指示 = 以下の行から、文字列「building」を含む行をすべて抜き出しなさい。大文字と小文字は区別すること。

データ行 =

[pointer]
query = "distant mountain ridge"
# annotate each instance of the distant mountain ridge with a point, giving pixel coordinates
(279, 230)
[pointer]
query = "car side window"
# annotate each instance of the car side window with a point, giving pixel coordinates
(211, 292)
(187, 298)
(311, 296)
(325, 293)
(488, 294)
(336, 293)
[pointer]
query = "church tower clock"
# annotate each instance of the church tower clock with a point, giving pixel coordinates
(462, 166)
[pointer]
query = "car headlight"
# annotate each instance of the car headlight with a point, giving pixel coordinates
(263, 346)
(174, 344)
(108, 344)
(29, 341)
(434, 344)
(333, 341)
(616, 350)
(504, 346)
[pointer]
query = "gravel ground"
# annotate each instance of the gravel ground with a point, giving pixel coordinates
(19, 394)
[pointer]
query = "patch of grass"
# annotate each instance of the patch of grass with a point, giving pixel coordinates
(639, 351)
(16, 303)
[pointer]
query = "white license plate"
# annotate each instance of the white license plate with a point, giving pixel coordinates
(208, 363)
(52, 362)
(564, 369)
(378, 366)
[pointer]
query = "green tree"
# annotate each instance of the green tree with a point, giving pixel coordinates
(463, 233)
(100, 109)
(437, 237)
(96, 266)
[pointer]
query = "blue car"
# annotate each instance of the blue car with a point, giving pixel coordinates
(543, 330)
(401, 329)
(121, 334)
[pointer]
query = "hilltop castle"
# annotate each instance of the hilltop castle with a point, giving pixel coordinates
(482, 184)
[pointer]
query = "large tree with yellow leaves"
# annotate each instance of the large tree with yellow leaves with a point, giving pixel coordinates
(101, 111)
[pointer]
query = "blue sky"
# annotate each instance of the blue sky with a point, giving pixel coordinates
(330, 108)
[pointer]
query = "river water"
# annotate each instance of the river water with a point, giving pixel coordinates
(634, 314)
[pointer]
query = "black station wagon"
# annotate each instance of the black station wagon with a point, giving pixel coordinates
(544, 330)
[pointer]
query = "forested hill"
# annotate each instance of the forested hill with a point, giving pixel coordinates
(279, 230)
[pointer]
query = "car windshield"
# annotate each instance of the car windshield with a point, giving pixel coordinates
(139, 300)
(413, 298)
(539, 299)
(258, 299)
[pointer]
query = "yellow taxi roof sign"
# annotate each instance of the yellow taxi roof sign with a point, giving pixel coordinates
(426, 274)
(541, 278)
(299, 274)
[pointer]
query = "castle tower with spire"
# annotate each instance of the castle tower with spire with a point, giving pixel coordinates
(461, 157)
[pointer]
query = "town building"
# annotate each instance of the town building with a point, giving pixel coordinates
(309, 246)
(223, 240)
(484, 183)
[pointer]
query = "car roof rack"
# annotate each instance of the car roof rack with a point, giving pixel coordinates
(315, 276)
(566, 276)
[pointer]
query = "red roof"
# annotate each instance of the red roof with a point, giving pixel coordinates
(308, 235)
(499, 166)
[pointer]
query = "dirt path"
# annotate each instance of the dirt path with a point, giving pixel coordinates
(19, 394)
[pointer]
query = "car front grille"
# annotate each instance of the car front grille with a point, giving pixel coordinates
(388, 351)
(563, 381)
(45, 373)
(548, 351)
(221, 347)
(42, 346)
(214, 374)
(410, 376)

解答例 =
query = "town building"
# annotate each instance of the town building with a point, giving pixel coordinates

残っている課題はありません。